■ **What you will do**
Retype the records word for word. Skip every image.

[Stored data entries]
————

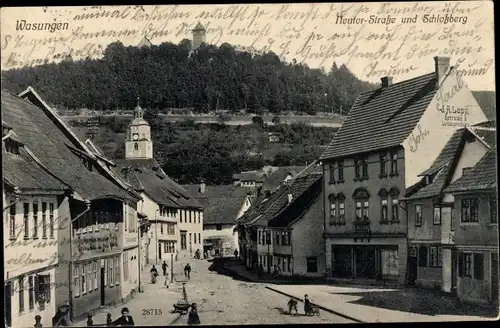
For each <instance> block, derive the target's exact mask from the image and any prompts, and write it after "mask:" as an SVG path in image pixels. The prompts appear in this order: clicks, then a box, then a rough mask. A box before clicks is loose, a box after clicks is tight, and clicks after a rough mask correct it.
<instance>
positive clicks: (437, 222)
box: [433, 206, 441, 225]
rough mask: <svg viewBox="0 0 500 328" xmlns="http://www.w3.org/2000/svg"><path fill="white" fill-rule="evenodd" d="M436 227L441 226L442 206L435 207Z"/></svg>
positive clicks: (434, 215)
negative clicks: (441, 210)
mask: <svg viewBox="0 0 500 328" xmlns="http://www.w3.org/2000/svg"><path fill="white" fill-rule="evenodd" d="M433 223H434V224H435V225H439V224H441V206H434V221H433Z"/></svg>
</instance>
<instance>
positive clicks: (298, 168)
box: [262, 166, 306, 191]
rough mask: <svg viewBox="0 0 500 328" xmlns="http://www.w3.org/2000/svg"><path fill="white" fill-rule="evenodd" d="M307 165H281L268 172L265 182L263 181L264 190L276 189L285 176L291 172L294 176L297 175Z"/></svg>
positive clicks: (278, 186)
mask: <svg viewBox="0 0 500 328" xmlns="http://www.w3.org/2000/svg"><path fill="white" fill-rule="evenodd" d="M305 168H306V167H305V166H283V167H279V168H278V169H276V170H275V171H273V172H272V173H270V174H266V175H265V178H264V182H263V183H262V189H263V190H266V189H267V190H270V191H275V190H276V189H277V188H278V187H279V186H281V185H282V184H283V183H284V181H285V178H286V177H287V176H288V174H289V173H290V174H291V176H292V177H294V176H296V175H297V174H298V173H299V172H300V171H302V170H303V169H305Z"/></svg>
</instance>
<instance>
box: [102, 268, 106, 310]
mask: <svg viewBox="0 0 500 328" xmlns="http://www.w3.org/2000/svg"><path fill="white" fill-rule="evenodd" d="M105 277H106V268H105V267H104V266H102V265H101V305H102V306H104V305H106V284H105Z"/></svg>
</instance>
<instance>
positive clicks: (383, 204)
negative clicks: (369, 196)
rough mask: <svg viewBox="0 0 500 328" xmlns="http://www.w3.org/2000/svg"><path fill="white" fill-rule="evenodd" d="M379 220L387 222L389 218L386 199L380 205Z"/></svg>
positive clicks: (382, 199) (383, 200)
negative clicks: (387, 211) (379, 212)
mask: <svg viewBox="0 0 500 328" xmlns="http://www.w3.org/2000/svg"><path fill="white" fill-rule="evenodd" d="M380 211H381V213H380V220H381V221H388V220H389V217H388V214H387V211H388V205H387V199H382V201H381V205H380Z"/></svg>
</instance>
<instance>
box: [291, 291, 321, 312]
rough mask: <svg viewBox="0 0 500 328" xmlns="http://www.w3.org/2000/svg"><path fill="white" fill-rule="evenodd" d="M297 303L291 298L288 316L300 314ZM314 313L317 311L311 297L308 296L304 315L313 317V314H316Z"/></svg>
mask: <svg viewBox="0 0 500 328" xmlns="http://www.w3.org/2000/svg"><path fill="white" fill-rule="evenodd" d="M297 303H298V302H297V300H296V299H293V298H291V299H290V300H289V301H288V314H292V312H295V314H298V310H297ZM314 312H315V309H314V307H313V306H312V303H311V301H310V300H309V296H308V295H307V294H306V295H304V313H305V314H306V315H312V314H314Z"/></svg>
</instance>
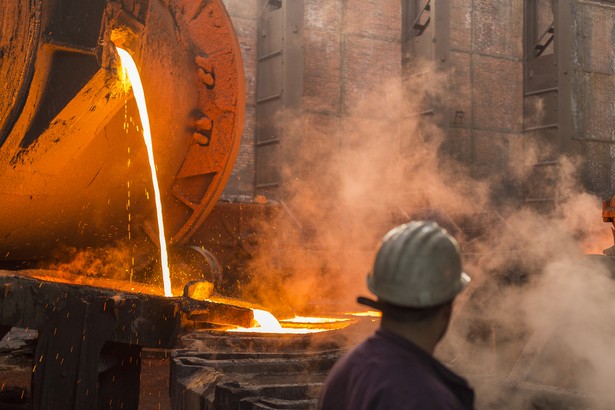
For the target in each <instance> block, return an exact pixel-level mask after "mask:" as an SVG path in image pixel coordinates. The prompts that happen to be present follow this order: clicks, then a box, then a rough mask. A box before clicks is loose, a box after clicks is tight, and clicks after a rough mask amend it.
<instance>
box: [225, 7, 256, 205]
mask: <svg viewBox="0 0 615 410" xmlns="http://www.w3.org/2000/svg"><path fill="white" fill-rule="evenodd" d="M223 3H224V5H225V6H226V9H227V11H228V13H229V15H230V17H231V20H232V22H233V26H234V28H235V33H236V34H237V39H238V40H239V46H240V47H241V54H242V58H243V67H244V72H245V80H246V113H245V119H244V126H243V127H244V128H243V137H242V140H241V146H240V148H239V154H238V155H237V160H236V162H235V167H234V168H233V172H232V174H231V177H230V178H229V181H228V183H227V186H226V189H225V191H224V193H223V194H222V199H223V200H228V201H239V202H249V201H251V200H252V198H253V197H254V126H255V112H254V94H255V80H256V39H257V34H256V23H257V3H258V0H223Z"/></svg>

————

■ **Exercise response**
For each <instance> block, derive the target's exact mask from the image and any prompts, and write it after "mask:" as an SVG path in image pixels. The prompts appear in this order: clicks, then a box, then a rough mask. A box before clicks is loose, a box after clicks is tight, and clicks after a rough mask correct it.
<instance>
positive clicks: (437, 222)
box: [433, 206, 441, 225]
rough mask: <svg viewBox="0 0 500 328" xmlns="http://www.w3.org/2000/svg"><path fill="white" fill-rule="evenodd" d="M436 227L441 226L442 206L435 207Z"/></svg>
positive clicks: (434, 215)
negative clicks: (441, 210)
mask: <svg viewBox="0 0 500 328" xmlns="http://www.w3.org/2000/svg"><path fill="white" fill-rule="evenodd" d="M433 223H434V224H435V225H439V224H441V206H434V221H433Z"/></svg>
</instance>
<instance>
positive clicks: (298, 168)
box: [262, 166, 306, 191]
rough mask: <svg viewBox="0 0 500 328" xmlns="http://www.w3.org/2000/svg"><path fill="white" fill-rule="evenodd" d="M307 165H281L268 172L265 182L263 181L264 190L276 189L285 176L291 172L294 176L297 175Z"/></svg>
positive clicks: (278, 186)
mask: <svg viewBox="0 0 500 328" xmlns="http://www.w3.org/2000/svg"><path fill="white" fill-rule="evenodd" d="M305 168H306V167H305V166H283V167H279V168H278V169H276V170H275V171H273V172H272V173H270V174H266V175H265V178H264V182H263V183H262V189H263V190H266V189H267V190H270V191H275V190H276V189H277V188H278V187H279V186H281V185H282V184H283V183H284V181H285V178H286V177H287V176H288V174H289V173H290V174H291V176H292V177H294V176H296V175H297V174H298V173H299V172H300V171H302V170H303V169H305Z"/></svg>
</instance>
<instance>
box: [102, 268, 106, 310]
mask: <svg viewBox="0 0 500 328" xmlns="http://www.w3.org/2000/svg"><path fill="white" fill-rule="evenodd" d="M105 277H106V268H105V267H104V266H102V265H101V305H102V306H104V305H106V284H105Z"/></svg>
</instance>
<instance>
positive clicks: (383, 204)
negative clicks: (369, 196)
rough mask: <svg viewBox="0 0 500 328" xmlns="http://www.w3.org/2000/svg"><path fill="white" fill-rule="evenodd" d="M379 220L387 222L389 218L386 199L380 205Z"/></svg>
positive clicks: (382, 199) (383, 200)
negative clicks: (387, 211) (379, 212)
mask: <svg viewBox="0 0 500 328" xmlns="http://www.w3.org/2000/svg"><path fill="white" fill-rule="evenodd" d="M380 211H381V213H380V220H381V221H388V220H389V217H388V214H387V211H388V205H387V199H382V201H381V205H380Z"/></svg>
</instance>
<instance>
box: [291, 291, 321, 312]
rough mask: <svg viewBox="0 0 500 328" xmlns="http://www.w3.org/2000/svg"><path fill="white" fill-rule="evenodd" d="M297 303L291 298L288 316L300 314ZM314 313L317 311L311 297L308 296L304 315L313 317V314H316Z"/></svg>
mask: <svg viewBox="0 0 500 328" xmlns="http://www.w3.org/2000/svg"><path fill="white" fill-rule="evenodd" d="M297 303H298V302H297V300H296V299H293V298H291V299H290V300H289V301H288V314H292V312H295V314H298V310H297ZM314 312H315V309H314V307H313V306H312V303H311V301H310V300H309V296H308V295H307V294H306V295H304V313H305V314H306V315H312V314H314Z"/></svg>
</instance>
For the target in each <instance> block, return an exact pixel-level mask after "mask:" as an SVG path in image pixel coordinates. The prompts that happen to be present follow this order: clicks, then a box, then a rough mask. A box before clicks is loose, a box after clicks is tight, and clicks after a rough mask amend it.
<instance>
box: [225, 7, 256, 205]
mask: <svg viewBox="0 0 615 410" xmlns="http://www.w3.org/2000/svg"><path fill="white" fill-rule="evenodd" d="M223 3H224V5H225V6H226V9H227V11H228V13H229V15H230V17H231V20H232V22H233V26H234V28H235V33H236V34H237V39H238V40H239V46H240V47H241V54H242V58H243V67H244V72H245V80H246V113H245V119H244V126H243V127H244V128H243V137H242V140H241V146H240V148H239V154H238V155H237V160H236V162H235V167H234V168H233V172H232V174H231V177H230V178H229V181H228V183H227V186H226V189H225V191H224V193H223V194H222V199H223V200H228V201H239V202H249V201H251V200H252V198H253V197H254V126H255V112H254V94H255V80H256V39H257V34H256V23H257V3H258V0H223Z"/></svg>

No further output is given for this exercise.